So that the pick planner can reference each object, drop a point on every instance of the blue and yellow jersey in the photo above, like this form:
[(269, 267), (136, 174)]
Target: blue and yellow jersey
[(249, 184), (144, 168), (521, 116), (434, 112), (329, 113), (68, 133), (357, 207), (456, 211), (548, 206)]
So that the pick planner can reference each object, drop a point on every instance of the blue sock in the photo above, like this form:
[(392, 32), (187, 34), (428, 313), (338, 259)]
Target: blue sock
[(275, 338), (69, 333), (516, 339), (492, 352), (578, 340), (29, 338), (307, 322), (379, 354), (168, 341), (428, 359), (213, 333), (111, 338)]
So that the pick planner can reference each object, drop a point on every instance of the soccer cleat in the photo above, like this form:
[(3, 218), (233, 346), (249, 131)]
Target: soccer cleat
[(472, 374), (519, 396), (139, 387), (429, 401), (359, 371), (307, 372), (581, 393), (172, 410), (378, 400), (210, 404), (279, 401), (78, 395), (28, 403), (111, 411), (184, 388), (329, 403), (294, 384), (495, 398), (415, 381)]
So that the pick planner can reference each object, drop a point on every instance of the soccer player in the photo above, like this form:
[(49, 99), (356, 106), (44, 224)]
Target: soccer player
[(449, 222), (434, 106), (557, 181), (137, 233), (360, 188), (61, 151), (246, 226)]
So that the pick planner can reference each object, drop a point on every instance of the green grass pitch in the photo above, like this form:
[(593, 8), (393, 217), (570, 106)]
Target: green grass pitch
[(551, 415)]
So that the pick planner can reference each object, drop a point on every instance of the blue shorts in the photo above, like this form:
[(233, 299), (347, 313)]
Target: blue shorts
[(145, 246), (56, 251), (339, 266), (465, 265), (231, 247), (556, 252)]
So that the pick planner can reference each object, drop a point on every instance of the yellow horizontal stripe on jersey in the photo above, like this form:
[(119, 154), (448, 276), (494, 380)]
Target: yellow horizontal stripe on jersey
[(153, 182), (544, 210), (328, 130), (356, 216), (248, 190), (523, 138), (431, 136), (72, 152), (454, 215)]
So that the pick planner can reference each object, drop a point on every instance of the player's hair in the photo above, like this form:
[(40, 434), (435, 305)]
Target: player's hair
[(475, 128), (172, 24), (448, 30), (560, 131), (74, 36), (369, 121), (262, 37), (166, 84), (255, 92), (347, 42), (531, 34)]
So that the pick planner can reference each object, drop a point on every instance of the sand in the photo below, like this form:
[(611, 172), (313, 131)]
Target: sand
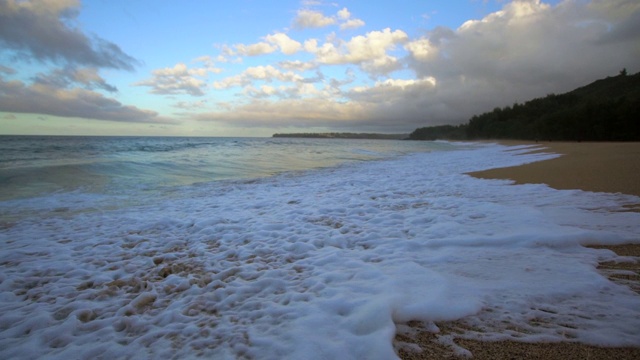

§ §

## EXERCISE TASK
Reproduce without any change the lines of the records from the one containing "the soccer cleat" through the one containing "151), (246, 226)]", including both of those lines.

## OUTPUT OF THE EXERCISE
So that the pick planner can reference each object, drop a point on every instance of the soccer cleat in the photo above, like this form:
[(3, 218), (233, 346), (249, 131)]
Target: soccer cleat
[(472, 374), (519, 396), (139, 387), (429, 401), (359, 371), (307, 372), (581, 393), (172, 410), (378, 400), (210, 404), (279, 401), (78, 395), (28, 403), (111, 411), (184, 388), (329, 403), (294, 384), (495, 398), (415, 381)]
So that the pick planner can reference each object, drop a point on every instance of the soccer player in the photo above, like this form:
[(49, 99), (356, 106), (44, 224)]
Target: soccer player
[(449, 222), (434, 106), (557, 181), (137, 233), (360, 188), (61, 151), (246, 226)]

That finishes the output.